= About this exercise =
Word for word, copy every line of the data.

────────────────

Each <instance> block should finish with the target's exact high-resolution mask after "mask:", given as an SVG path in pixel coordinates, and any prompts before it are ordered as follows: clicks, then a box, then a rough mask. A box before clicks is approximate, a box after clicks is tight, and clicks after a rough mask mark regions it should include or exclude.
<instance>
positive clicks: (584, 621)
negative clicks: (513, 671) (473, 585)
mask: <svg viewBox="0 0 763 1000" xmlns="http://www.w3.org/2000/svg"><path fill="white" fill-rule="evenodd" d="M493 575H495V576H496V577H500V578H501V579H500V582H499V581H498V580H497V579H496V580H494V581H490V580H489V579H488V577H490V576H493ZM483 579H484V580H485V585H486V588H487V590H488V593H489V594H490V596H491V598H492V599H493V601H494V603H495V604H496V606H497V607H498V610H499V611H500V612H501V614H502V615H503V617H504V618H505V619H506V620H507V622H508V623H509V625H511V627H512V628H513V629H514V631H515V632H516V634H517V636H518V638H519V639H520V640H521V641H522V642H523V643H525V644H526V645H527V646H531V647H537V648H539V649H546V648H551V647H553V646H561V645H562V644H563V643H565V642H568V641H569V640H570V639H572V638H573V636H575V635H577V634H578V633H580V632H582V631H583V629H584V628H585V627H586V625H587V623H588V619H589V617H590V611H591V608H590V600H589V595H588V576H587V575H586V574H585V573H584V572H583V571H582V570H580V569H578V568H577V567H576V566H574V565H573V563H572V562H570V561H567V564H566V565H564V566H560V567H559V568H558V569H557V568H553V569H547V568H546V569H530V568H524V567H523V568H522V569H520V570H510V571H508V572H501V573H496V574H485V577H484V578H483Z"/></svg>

────────────────

= Solution =
Each <instance> block should finish with the target's exact high-resolution mask after "mask:", given as an SVG path in pixel coordinates, and any prompts before it are ordered as follows: clicks, then a box, then a rough mask. A box before clicks is approximate, a box after clicks is tight, and clicks after a rough mask mark regions it should include or exclude.
<instance>
positive clicks: (584, 621)
negative clicks: (513, 671) (473, 585)
mask: <svg viewBox="0 0 763 1000" xmlns="http://www.w3.org/2000/svg"><path fill="white" fill-rule="evenodd" d="M493 575H495V576H496V577H500V578H501V579H500V582H499V581H498V580H497V579H496V580H494V581H490V580H489V579H488V577H490V576H493ZM483 579H484V580H485V585H486V588H487V590H488V593H489V594H490V596H491V598H492V599H493V601H494V603H495V604H496V606H497V607H498V610H499V611H500V612H501V614H502V615H503V617H504V618H505V619H506V620H507V622H508V623H509V625H511V627H512V628H513V629H514V631H515V632H516V634H517V636H518V638H519V639H520V640H521V641H522V642H523V643H525V644H526V645H527V646H531V647H537V648H539V649H546V648H551V647H553V646H561V645H562V644H563V643H565V642H568V641H569V640H570V639H572V638H573V636H575V635H577V634H578V633H580V632H582V631H583V629H584V628H585V627H586V625H587V623H588V619H589V617H590V611H591V608H590V600H589V595H588V576H587V575H586V574H585V573H584V572H583V571H582V570H580V569H578V568H577V567H576V566H574V565H573V563H572V562H570V561H567V564H566V565H564V566H560V567H559V568H558V569H557V568H553V569H547V568H546V569H530V568H524V567H523V568H522V569H520V570H510V571H508V572H501V573H496V574H485V577H484V578H483Z"/></svg>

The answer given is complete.